* **What the task requires**
Without changing anything, set down every line shown below.
---*---
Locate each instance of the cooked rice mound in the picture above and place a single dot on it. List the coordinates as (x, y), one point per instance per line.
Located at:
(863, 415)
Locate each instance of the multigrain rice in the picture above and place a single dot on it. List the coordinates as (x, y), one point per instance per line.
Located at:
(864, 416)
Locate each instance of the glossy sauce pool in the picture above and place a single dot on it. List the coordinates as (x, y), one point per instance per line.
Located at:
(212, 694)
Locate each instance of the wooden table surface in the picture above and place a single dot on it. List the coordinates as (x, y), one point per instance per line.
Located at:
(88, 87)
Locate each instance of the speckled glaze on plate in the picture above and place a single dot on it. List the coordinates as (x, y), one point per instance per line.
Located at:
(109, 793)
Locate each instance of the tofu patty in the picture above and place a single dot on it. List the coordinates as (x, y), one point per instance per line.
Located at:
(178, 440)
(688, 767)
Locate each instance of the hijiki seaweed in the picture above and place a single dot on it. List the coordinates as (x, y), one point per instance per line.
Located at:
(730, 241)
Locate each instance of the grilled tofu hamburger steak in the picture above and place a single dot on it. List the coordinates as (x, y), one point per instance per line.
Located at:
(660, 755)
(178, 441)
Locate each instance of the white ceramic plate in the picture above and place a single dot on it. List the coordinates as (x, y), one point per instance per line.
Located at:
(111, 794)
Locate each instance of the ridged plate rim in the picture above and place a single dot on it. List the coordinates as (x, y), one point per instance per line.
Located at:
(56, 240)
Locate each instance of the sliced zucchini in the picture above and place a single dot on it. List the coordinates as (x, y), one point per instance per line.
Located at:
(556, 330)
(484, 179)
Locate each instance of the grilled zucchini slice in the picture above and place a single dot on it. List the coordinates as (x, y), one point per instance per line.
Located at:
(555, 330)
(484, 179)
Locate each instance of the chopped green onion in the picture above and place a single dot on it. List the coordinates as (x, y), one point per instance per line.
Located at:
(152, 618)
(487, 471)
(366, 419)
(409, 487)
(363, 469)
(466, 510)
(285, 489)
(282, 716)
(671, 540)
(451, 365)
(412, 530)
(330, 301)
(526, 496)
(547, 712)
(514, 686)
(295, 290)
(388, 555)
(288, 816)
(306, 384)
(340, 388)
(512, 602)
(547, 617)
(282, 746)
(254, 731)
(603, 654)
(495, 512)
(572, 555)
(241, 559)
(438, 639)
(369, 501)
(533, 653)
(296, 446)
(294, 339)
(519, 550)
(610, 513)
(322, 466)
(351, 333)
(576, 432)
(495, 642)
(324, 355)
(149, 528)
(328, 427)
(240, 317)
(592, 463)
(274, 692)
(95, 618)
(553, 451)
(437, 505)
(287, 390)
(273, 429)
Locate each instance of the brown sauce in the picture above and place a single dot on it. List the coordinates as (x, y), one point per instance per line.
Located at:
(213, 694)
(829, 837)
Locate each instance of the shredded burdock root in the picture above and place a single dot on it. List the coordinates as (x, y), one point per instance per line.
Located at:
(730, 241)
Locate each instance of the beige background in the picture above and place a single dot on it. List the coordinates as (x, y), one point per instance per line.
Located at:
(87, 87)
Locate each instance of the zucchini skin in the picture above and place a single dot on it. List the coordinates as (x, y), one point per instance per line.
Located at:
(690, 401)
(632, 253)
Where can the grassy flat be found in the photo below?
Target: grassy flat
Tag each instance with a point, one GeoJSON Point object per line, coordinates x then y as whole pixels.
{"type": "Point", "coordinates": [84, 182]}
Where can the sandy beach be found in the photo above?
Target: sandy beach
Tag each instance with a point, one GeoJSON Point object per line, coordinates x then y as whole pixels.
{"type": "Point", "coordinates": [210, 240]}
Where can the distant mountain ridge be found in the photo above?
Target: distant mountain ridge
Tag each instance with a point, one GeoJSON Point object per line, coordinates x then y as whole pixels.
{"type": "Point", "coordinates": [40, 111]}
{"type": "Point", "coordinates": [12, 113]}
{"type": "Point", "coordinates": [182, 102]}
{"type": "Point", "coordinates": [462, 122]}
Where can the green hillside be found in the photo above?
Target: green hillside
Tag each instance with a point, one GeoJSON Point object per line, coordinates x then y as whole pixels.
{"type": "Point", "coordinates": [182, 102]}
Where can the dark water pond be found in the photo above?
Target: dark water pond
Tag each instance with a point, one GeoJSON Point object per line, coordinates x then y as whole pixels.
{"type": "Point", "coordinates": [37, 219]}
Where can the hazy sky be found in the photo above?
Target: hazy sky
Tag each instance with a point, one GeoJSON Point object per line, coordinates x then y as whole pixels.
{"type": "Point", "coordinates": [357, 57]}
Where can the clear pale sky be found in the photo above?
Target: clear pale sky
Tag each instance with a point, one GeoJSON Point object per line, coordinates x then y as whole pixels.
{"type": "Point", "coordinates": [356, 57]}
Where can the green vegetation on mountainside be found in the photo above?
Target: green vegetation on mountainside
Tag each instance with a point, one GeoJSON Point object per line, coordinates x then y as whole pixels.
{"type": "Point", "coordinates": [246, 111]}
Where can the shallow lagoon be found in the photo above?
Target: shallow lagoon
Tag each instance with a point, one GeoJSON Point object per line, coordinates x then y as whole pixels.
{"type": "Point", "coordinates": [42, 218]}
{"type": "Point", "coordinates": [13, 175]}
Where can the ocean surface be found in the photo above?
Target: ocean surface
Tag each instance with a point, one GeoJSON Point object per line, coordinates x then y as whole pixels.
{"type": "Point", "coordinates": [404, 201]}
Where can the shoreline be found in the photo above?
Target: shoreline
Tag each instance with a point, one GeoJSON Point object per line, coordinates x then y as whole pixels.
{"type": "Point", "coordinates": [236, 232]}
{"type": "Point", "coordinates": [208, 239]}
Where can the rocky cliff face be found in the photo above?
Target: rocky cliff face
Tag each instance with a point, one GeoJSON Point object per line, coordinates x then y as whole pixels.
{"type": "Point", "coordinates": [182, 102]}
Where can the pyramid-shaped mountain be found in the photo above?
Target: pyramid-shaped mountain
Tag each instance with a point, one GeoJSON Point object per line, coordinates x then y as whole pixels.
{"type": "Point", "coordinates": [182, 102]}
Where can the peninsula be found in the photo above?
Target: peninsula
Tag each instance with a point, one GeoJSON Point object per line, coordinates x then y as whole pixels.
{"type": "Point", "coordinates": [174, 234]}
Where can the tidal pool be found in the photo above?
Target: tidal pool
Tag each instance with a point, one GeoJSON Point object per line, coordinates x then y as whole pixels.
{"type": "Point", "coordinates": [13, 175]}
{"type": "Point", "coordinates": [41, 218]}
---*---
* **Written solution**
Locate each instance of the cooked rice mound in the picture above and place a single dot on it. List the coordinates as (x, y), one point per instance per line.
Located at:
(863, 415)
Locate each instance of the multigrain rice in the picture above and place a single dot on it. List the coordinates as (x, y), one point per instance per line.
Located at:
(864, 416)
Locate each instance of the glossy sauce pool in the picture above and place a single dot on it. List the coordinates as (x, y), one point per instance per line.
Located at:
(212, 694)
Locate each instance of the wooden table surface in the picture above and place a single dot on it. List the coordinates as (x, y), one point per instance per line.
Located at:
(88, 87)
Locate each instance of the speckled glaze on plate in the picture above and place a single dot on it. List the coordinates as (x, y), one point per instance per line.
Located at:
(109, 793)
Locate each instance of the tofu patty in the picture above and place a single dot on it. List the coordinates as (x, y), one point per instance per line.
Located at:
(178, 440)
(688, 767)
Locate each instance of the hijiki seaweed in the picture above and place a single dot on it. List the coordinates as (x, y), one point per instance per line.
Located at:
(730, 241)
Locate each instance of the grilled tofu hamburger steak in the picture above and place a single dot on it. List the coordinates as (x, y), one point per instance per line.
Located at:
(660, 755)
(178, 441)
Locate each instance of the white ceramic plate in the picture above and place a single dot on it. List the coordinates as (x, y), one point per instance per line.
Located at:
(111, 794)
Locate each instance of the ridged plate rim in the picture above and place a single dot on it. List the coordinates as (x, y), one point per instance per line.
Located at:
(56, 240)
Locate each instance of the sliced zucchini in the picture above and place a single dot on it. List the coordinates as (x, y), one point per instance per line.
Located at:
(556, 330)
(484, 179)
Locate each instance of the grilled zucchini slice in the picture above and place a single dot on it. List the coordinates as (x, y), one point per instance per line.
Located at:
(555, 330)
(484, 179)
Locate each instance of the chopped green onion in the picture above and place a single dot on it. List the coordinates as (x, y), one point per instance per line.
Located at:
(152, 618)
(487, 471)
(366, 419)
(409, 487)
(363, 469)
(466, 510)
(285, 489)
(282, 716)
(671, 540)
(451, 365)
(412, 530)
(330, 301)
(526, 496)
(547, 712)
(514, 686)
(295, 290)
(388, 555)
(288, 816)
(306, 384)
(340, 388)
(512, 602)
(547, 617)
(282, 746)
(254, 731)
(603, 654)
(495, 512)
(572, 555)
(241, 559)
(438, 639)
(369, 501)
(533, 653)
(296, 446)
(294, 339)
(519, 550)
(610, 513)
(322, 466)
(351, 333)
(576, 432)
(495, 642)
(324, 355)
(149, 528)
(328, 427)
(240, 317)
(592, 463)
(274, 692)
(95, 618)
(553, 451)
(437, 505)
(287, 390)
(273, 429)
Locate each instance of the brown sauce in the picture above and place a single dot on it. List the coordinates as (x, y), one point per instance per line.
Located at:
(213, 694)
(829, 837)
Locate each instance of the shredded burdock root in the picture above and place a single dot on it. List the coordinates as (x, y), one point per instance per line.
Located at:
(730, 241)
Locate each instance of the beige background in the picture above and place a single dot on it. List the coordinates as (x, y), one point per instance per line.
Located at:
(87, 87)
Locate each instance of the zucchini skin in the picture above and place a single dot on it. List the coordinates as (x, y), one point per instance per line.
Located at:
(690, 401)
(632, 253)
Where can the grassy flat be found in the photo below?
Target: grassy flat
Tag each instance with a point, one GeoJSON Point object per line, coordinates x then y as whole pixels.
{"type": "Point", "coordinates": [84, 182]}
Where can the sandy beach be found in the photo above?
Target: sandy beach
Tag each instance with a point, one GeoJSON Point object per line, coordinates x then y as whole pixels.
{"type": "Point", "coordinates": [210, 240]}
Where can the distant mountain ridge be found in the photo above?
Target: distant mountain ridge
Tag each instance with a point, one GeoJSON Point object per line, coordinates x then y as whole pixels.
{"type": "Point", "coordinates": [40, 111]}
{"type": "Point", "coordinates": [12, 113]}
{"type": "Point", "coordinates": [182, 102]}
{"type": "Point", "coordinates": [462, 122]}
Where can the green hillside be found in the photo above?
Target: green hillside
Tag each instance with a point, one GeoJSON Point object per line, coordinates x then y as whole pixels.
{"type": "Point", "coordinates": [182, 102]}
Where can the dark water pond be found in the photo above?
Target: dark water pond
Tag each instance with a point, one GeoJSON Point object per line, coordinates x then y as whole pixels.
{"type": "Point", "coordinates": [37, 219]}
Where can the hazy sky be found in the photo above?
Target: hazy sky
Tag each instance with a point, one GeoJSON Point object per line, coordinates x then y as whole pixels.
{"type": "Point", "coordinates": [357, 57]}
Where can the clear pale sky be found in the photo above?
Target: clear pale sky
Tag each instance with a point, one GeoJSON Point object per line, coordinates x then y as whole pixels.
{"type": "Point", "coordinates": [356, 57]}
Where can the green vegetation on mountainside be found in the photo above?
Target: green vegetation on mountainside
Tag each instance with a point, one GeoJSON Point object per line, coordinates x then y as whole pixels.
{"type": "Point", "coordinates": [246, 111]}
Where can the shallow lagoon be found in the photo above?
Target: shallow lagoon
Tag each instance with a point, one GeoJSON Point object per line, coordinates x then y as whole pixels.
{"type": "Point", "coordinates": [42, 218]}
{"type": "Point", "coordinates": [13, 175]}
Where can the ocean surface be found in the photo above?
Target: ocean surface
Tag each instance with a point, one GeoJSON Point object per line, coordinates x then y as whole pixels.
{"type": "Point", "coordinates": [404, 201]}
Where can the shoreline be found in the photo above?
Target: shoreline
Tag each instance with a point, one GeoJSON Point object per line, coordinates x then y as whole pixels.
{"type": "Point", "coordinates": [236, 232]}
{"type": "Point", "coordinates": [208, 239]}
Where can the rocky cliff face be found in the photo above?
Target: rocky cliff face
Tag each instance with a point, one GeoJSON Point object per line, coordinates x then y as whole pixels.
{"type": "Point", "coordinates": [182, 102]}
Where can the pyramid-shaped mountain be found in the photo above?
Target: pyramid-shaped mountain
Tag each instance with a point, one GeoJSON Point object per line, coordinates x then y as whole pixels.
{"type": "Point", "coordinates": [182, 102]}
Where can the peninsula be found in the photo above?
Target: peninsula
Tag each instance with a point, one GeoJSON Point object per line, coordinates x then y as whole pixels.
{"type": "Point", "coordinates": [174, 234]}
Where can the tidal pool be found in the photo above?
Target: tidal pool
Tag each instance with a point, one GeoJSON Point object per line, coordinates x then y as whole pixels.
{"type": "Point", "coordinates": [13, 175]}
{"type": "Point", "coordinates": [41, 218]}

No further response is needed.